■ Document segment:
But the competition that we're talking about is a world, let's say which by the way doesn't exist yet and we're only speculating. But suppose we go to a world where companies can choose International Accounting Standards or the U.S. GAAP and the International Accounting Standards do require, not give an option, they give a requirement for expensing of stock options and the American system, the GAAP system, still has a choice and it's all voluntary.
I suspect that in such a world, which again does not exist, you'd have a lot more companies, especially worldwide, that would be reporting under International Accounting Standards. If those standards say expense stock options and American standards do not, or at least don't have the requirement, I think there would be more competitive pressure than exists right now. And we haven't run that race yet. All I'm saying is, and I think the first chapter makes this point. It doesn't say that this brave new world of competition would necessarily force the correction. It's just that in a world of monopoly standard-setting there is no ability to counteract the current political forces right now which impede the requirement of expensing stock options.
If you have a better idea, I'm all ears to try to figure out a way to offset this political influence on FASB. But I've racked my brain. I cannot think of a better way to offset the political influence problem and to have at least some chance for market-based competition.
QUESTION: Two points. George, your suggestion about stock options seems inconsistent with your criticism of fair value accounting. These stock options are not tradable, they're basically contingent liabilities that are not tradable, but you want them to be expensed but not other contingent liabilities that are not tradable. So I think that's an inconsistent position between your general criticism of fair value accounting and your assumption somehow that it would be better to expense options.
Second, there is a study that looks at the effect of the difference between accounting standards. In the German New Market they permit firms to use either IASB or GAAP, and the study finds no difference in bid/ask spreads and other measures of that nature.
So at least in that market, which is somewhat like the NASDAQ market in the United States, in the set of firms that are listed on that market there doesn't seem to be any difference in the standards.
MR. BENSTON: I'm aware of the study, and it's a good study so I have no quarrel with that. But basically there's been actually not a lot of difference. I did a point-by-point analysis of IAS and U.S. GAAP. There's not much difference between them. One of the major ones is the one we're talking about which I don't think is very relevant to German companies so it just doesn't come up there because they don't do that.
In terms of the other aspect, there's a big difference between German GAAP accounting and International Accounting Standards and in that the study found that there International Accounting Standards seemed to be better in that sense.
So I don't know that that particular study will answer the question that we're talking about although it was a nice piece of work.
Insofar as your first point is concerned, you do raise a very good point. I'm going back to the traditional accounting model. The traditional accounting model is that you first recognize revenue, and for that you need objective evidence. Then to that you match expenses where you sometimes don't have objective evidence.
Namely the whole thing about the stock options is very simple. It's an expense. You hire a CEO or any other officer and you give them something of value and something of value that you've given, and you may have to estimate what it's worth, but it's still something of value. You have to make a choice between showing it as an expense against the income that is currently recognized or deferring it in some future period when it indeed is exercised. There's always a tradeoff in that. As Dr. Schipper said, there is a tradeoff. There's no absolutely correct rule here.

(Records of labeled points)

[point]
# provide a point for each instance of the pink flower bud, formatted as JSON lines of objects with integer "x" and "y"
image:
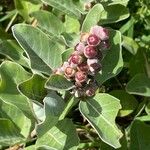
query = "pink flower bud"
{"x": 90, "y": 91}
{"x": 80, "y": 48}
{"x": 94, "y": 65}
{"x": 84, "y": 37}
{"x": 83, "y": 67}
{"x": 101, "y": 32}
{"x": 104, "y": 45}
{"x": 90, "y": 52}
{"x": 69, "y": 72}
{"x": 93, "y": 40}
{"x": 80, "y": 76}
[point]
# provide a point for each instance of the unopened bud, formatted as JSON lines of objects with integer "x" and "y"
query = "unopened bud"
{"x": 101, "y": 32}
{"x": 93, "y": 40}
{"x": 69, "y": 72}
{"x": 90, "y": 52}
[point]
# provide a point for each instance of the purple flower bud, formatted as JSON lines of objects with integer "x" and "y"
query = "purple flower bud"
{"x": 101, "y": 32}
{"x": 83, "y": 67}
{"x": 104, "y": 45}
{"x": 69, "y": 72}
{"x": 80, "y": 76}
{"x": 90, "y": 52}
{"x": 94, "y": 65}
{"x": 84, "y": 37}
{"x": 75, "y": 59}
{"x": 80, "y": 48}
{"x": 90, "y": 91}
{"x": 93, "y": 40}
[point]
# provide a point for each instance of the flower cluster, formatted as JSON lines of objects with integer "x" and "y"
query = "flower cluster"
{"x": 85, "y": 61}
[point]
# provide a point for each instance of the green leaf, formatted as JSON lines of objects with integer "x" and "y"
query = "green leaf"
{"x": 33, "y": 88}
{"x": 112, "y": 62}
{"x": 58, "y": 82}
{"x": 111, "y": 15}
{"x": 67, "y": 7}
{"x": 139, "y": 136}
{"x": 53, "y": 106}
{"x": 128, "y": 102}
{"x": 11, "y": 50}
{"x": 48, "y": 22}
{"x": 137, "y": 63}
{"x": 11, "y": 75}
{"x": 71, "y": 25}
{"x": 44, "y": 53}
{"x": 101, "y": 112}
{"x": 14, "y": 114}
{"x": 62, "y": 136}
{"x": 139, "y": 85}
{"x": 92, "y": 18}
{"x": 9, "y": 133}
{"x": 130, "y": 45}
{"x": 66, "y": 54}
{"x": 147, "y": 108}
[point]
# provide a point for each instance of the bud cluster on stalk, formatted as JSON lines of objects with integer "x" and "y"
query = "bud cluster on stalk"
{"x": 85, "y": 61}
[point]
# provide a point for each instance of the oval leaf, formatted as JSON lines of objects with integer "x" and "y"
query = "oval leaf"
{"x": 101, "y": 112}
{"x": 58, "y": 82}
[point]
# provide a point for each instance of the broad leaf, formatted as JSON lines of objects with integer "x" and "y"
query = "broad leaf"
{"x": 61, "y": 137}
{"x": 139, "y": 85}
{"x": 14, "y": 114}
{"x": 11, "y": 75}
{"x": 53, "y": 106}
{"x": 9, "y": 133}
{"x": 44, "y": 53}
{"x": 139, "y": 136}
{"x": 67, "y": 7}
{"x": 112, "y": 62}
{"x": 48, "y": 22}
{"x": 128, "y": 102}
{"x": 92, "y": 18}
{"x": 101, "y": 112}
{"x": 13, "y": 51}
{"x": 58, "y": 82}
{"x": 33, "y": 88}
{"x": 111, "y": 15}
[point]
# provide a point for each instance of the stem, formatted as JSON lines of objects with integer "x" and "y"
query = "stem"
{"x": 147, "y": 66}
{"x": 11, "y": 21}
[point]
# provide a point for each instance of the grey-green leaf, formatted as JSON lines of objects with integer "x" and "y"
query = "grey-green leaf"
{"x": 58, "y": 82}
{"x": 139, "y": 85}
{"x": 63, "y": 136}
{"x": 53, "y": 107}
{"x": 112, "y": 63}
{"x": 92, "y": 18}
{"x": 68, "y": 7}
{"x": 11, "y": 75}
{"x": 9, "y": 133}
{"x": 33, "y": 88}
{"x": 101, "y": 112}
{"x": 49, "y": 22}
{"x": 44, "y": 53}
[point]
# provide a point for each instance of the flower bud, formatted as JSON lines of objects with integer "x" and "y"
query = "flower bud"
{"x": 94, "y": 65}
{"x": 90, "y": 91}
{"x": 104, "y": 45}
{"x": 101, "y": 32}
{"x": 93, "y": 40}
{"x": 69, "y": 72}
{"x": 80, "y": 76}
{"x": 90, "y": 52}
{"x": 75, "y": 59}
{"x": 83, "y": 67}
{"x": 84, "y": 37}
{"x": 80, "y": 48}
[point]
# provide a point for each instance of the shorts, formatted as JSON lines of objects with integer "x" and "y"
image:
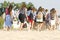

■ Exercises to complete:
(a) According to the accounting standards discussion, which market allows firms to use either IASB or GAAP?
(b) Reproduce the stretch of the accounting standards discussion from "QUESTION: Two points." through "of that nature.".
The listing has no connection to the accounting standards discussion.

■ Solutions to the exercise:
(a) The German New Market.

(b)
QUESTION: Two points. George, your suggestion about stock options seems inconsistent with your criticism of fair value accounting. These stock options are not tradable, they're basically contingent liabilities that are not tradable, but you want them to be expensed but not other contingent liabilities that are not tradable. So I think that's an inconsistent position between your general criticism of fair value accounting and your assumption somehow that it would be better to expense options.
Second, there is a study that looks at the effect of the difference between accounting standards. In the German New Market they permit firms to use either IASB or GAAP, and the study finds no difference in bid/ask spreads and other measures of that nature.